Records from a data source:

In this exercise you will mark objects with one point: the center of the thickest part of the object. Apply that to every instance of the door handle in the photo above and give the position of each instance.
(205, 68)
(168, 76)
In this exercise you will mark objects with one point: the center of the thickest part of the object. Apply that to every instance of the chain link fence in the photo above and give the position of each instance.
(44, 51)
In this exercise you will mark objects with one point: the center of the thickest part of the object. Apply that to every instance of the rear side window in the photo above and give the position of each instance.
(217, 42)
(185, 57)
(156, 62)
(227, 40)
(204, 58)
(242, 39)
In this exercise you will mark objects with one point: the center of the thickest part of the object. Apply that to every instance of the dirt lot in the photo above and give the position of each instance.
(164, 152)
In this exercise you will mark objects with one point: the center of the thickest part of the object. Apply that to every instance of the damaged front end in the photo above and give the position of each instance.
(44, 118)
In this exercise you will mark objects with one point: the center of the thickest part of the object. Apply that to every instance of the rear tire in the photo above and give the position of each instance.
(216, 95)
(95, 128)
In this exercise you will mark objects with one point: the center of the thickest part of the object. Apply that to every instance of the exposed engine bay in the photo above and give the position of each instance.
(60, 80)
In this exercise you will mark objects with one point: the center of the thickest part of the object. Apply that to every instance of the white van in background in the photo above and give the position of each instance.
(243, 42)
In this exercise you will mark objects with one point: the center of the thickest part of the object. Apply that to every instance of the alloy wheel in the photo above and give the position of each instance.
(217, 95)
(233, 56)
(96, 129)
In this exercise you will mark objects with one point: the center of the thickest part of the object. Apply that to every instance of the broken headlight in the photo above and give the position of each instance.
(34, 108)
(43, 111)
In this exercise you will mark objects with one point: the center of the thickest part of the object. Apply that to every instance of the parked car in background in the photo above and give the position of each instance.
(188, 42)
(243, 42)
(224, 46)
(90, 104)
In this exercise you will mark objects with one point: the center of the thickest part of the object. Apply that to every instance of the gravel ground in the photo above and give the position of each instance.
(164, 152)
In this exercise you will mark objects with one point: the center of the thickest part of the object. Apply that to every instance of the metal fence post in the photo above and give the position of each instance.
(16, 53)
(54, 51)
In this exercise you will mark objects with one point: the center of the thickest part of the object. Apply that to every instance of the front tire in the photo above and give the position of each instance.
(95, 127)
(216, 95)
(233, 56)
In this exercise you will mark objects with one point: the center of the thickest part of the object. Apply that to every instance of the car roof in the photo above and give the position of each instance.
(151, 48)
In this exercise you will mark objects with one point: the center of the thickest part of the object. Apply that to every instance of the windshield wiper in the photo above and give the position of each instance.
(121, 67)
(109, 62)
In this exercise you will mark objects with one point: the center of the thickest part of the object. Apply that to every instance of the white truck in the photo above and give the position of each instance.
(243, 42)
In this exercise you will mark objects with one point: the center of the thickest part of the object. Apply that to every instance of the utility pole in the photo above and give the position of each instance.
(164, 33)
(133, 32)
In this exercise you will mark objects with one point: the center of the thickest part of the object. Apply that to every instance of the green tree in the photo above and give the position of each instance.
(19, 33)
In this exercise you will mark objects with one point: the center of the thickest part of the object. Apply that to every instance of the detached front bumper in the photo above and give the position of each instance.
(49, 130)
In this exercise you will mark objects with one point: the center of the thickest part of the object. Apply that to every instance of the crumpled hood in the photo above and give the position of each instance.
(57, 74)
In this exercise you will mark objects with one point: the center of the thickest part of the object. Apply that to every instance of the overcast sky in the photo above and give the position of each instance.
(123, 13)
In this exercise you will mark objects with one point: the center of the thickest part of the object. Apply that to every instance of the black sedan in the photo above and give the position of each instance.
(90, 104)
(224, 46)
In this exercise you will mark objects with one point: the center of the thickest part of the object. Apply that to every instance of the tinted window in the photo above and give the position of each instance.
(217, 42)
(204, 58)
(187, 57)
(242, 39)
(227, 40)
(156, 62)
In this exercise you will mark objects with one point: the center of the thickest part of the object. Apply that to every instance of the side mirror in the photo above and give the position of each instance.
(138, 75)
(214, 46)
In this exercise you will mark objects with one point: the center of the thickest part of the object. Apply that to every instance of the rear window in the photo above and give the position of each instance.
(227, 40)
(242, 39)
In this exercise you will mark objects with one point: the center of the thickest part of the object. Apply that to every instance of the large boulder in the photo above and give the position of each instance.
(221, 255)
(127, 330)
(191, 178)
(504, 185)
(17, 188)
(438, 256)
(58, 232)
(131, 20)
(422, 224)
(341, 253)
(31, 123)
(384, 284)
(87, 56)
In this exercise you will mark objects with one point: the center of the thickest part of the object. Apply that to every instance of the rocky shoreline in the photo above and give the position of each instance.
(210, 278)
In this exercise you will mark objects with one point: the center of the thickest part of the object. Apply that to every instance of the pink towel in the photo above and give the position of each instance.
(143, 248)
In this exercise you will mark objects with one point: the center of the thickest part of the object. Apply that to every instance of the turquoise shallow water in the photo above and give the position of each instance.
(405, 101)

## The request:
Please rewrite every line of the part of the entries that opens with the line containing "of the rocky" and runs through the end of the entries, both ends included. Shift each point coordinate up by 129 and keep all other text unchanged.

## In response:
In this exercise you will mark objects with one point: the center of the thickest part of the object. Apply that to every instance of the rocky shoreline in the photo above and give the position of each instance.
(339, 407)
In this exercise you will mark objects with one point: the center of the thickest part of the object. Apply that to every instance of the pink towel in the photo above and give the position of each instance.
(272, 377)
In this exercise you will mark objects with one point: the center of the thickest part of the object. Apply that to every instance of the turquoise shallow water in the photo above and give the position of each instance.
(534, 230)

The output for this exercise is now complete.